EXCERPTED DATA:
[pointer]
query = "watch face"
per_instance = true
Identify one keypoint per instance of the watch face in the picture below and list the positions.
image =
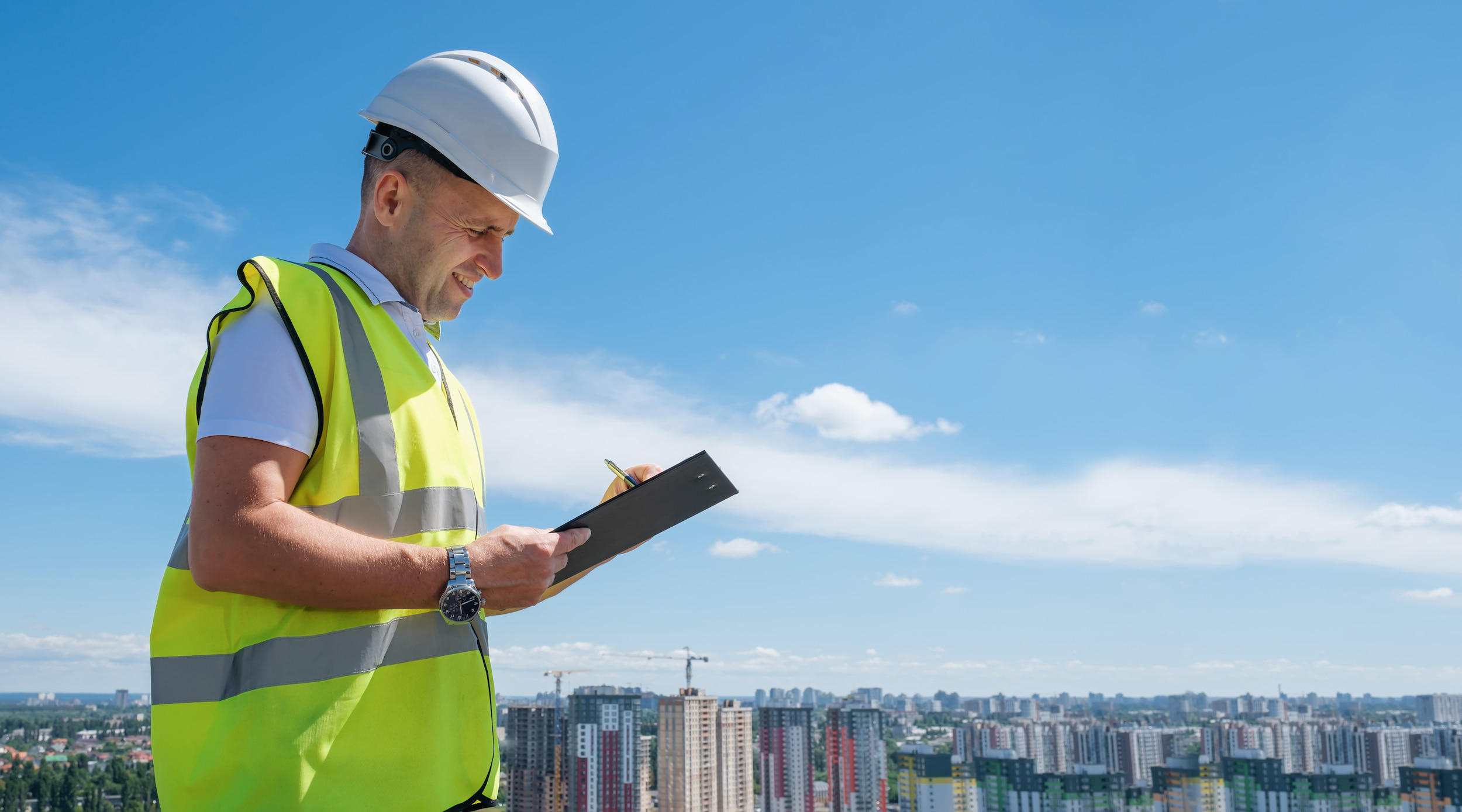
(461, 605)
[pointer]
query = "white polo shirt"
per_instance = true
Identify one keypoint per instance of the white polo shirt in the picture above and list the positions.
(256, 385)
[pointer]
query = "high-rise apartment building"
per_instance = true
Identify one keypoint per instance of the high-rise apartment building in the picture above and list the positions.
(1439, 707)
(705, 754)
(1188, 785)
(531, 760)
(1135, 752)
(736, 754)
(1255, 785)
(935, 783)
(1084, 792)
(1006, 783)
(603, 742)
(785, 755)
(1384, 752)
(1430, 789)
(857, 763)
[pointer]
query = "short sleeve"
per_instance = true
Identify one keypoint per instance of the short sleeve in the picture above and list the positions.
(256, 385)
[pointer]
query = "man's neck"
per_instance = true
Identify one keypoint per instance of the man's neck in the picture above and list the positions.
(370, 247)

TASK REQUIREMENTS: Every entry above is to be transcribed exactly, with all pictures left out.

SOLUTION FOR THIS EXERCISE:
[pointer]
query = "watch face"
per_instance = true
Identify one keypoint per instance of the watch face in the picture below and list the positions.
image =
(461, 605)
[pointer]
query = "white polo shirt"
per_instance = true
Identify one keypoint per instance of the white polo shirt in the picture above and list the positions.
(256, 385)
[pointer]
query = "high-rise apartment building"
per_instance = true
Identify one keypoint per instance of the high-rise apartment building in the picture above and list the positions.
(1439, 707)
(705, 754)
(1188, 785)
(531, 760)
(1135, 752)
(736, 754)
(1255, 785)
(935, 783)
(1084, 792)
(1006, 783)
(603, 742)
(785, 755)
(1384, 752)
(1430, 789)
(857, 763)
[pointer]
query = "short sleeve"
per_instance = true
Identify one keypoint per instance of the short sleeve in the picture above and list the positions.
(256, 385)
[pointer]
query = "man's neck"
per_instance = true
Identify one keypoint per instance of the man's neck in the picture above and list the positions.
(370, 247)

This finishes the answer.